• Votre objectif:
Relevez, s'il vous plaît, tous les pays nommés dans le texte ci-dessous sur la distribution des vaccins.

Distribution des vaccins dans le monde : une insuffisance criante ?
Les Etats riches ayant réservé pour leurs populations les doses âprement convoités de vaccins contre le coronavirus, certains Etats pauvres n'ont toujours pas obtenu une seule dose, en dépit du programme d'aide Covax. Tandis que la Chine et la Russie vendent, voire offrent, leurs vaccins depuis le début, l'UE refuse toujours d'en faire don aux pays en développement. Les commentateurs estiment que cela ne changerait rien aux déséquilibres de répartition dans le monde.
Partager le vaccin, dans notre propre intérêt
Le ministre suédois du Développement a suggéré de faire don de doses de vaccins aux pays en développement une fois que les groupes à risque auront été vaccinés. Le tollé suscité à droite par cette déclaration comporte une erreur de raisonnement, écrit Dagens Nyheter :
«Il ne s'agit pas de priver des Suédois de vaccins, mais d'amener l'UE à vacciner la population des pays en développement - et du rôle qui incombe à la Suède pour accélérer ce processus. Non pas pour sauver le reste du monde pendant que la Suède reste sur sa faim, mais parce que nos destins sont intrinsèquement liés. Tant que l'infection prolifèrera dans un coin du monde, le virus mutera et le risque de variants face auxquels le vaccin est impuissant augmentera. Des variants qui se propageront rapidement d'un continent à l'autre.»

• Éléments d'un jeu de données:
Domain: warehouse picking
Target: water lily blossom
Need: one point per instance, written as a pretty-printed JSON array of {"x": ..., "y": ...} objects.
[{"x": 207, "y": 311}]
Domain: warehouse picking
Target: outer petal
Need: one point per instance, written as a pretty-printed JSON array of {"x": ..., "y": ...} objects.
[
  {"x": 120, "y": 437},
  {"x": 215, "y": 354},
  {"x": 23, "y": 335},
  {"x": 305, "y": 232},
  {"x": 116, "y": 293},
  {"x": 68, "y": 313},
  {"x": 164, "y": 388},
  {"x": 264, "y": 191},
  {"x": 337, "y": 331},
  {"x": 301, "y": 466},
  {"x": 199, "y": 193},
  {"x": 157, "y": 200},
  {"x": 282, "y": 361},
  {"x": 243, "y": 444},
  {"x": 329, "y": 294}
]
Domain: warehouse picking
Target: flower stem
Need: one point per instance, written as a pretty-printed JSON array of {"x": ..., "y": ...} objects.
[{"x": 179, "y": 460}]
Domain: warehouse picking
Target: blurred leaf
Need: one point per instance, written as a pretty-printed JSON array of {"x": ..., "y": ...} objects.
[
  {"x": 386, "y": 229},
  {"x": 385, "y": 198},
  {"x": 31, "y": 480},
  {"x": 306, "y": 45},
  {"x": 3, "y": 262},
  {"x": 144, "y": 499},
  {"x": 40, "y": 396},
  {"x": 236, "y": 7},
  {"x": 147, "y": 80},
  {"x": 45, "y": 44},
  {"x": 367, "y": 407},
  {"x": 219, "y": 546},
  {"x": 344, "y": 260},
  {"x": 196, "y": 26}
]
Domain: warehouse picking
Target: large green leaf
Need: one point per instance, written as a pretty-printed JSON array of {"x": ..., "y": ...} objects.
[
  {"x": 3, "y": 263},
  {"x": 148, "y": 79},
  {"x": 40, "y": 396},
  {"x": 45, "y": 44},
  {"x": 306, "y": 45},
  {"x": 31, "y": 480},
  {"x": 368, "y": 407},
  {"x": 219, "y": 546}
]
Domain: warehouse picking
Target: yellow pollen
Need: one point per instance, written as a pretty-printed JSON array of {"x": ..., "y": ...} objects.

• Tâche accomplie:
la Chine, la Russie, la Suède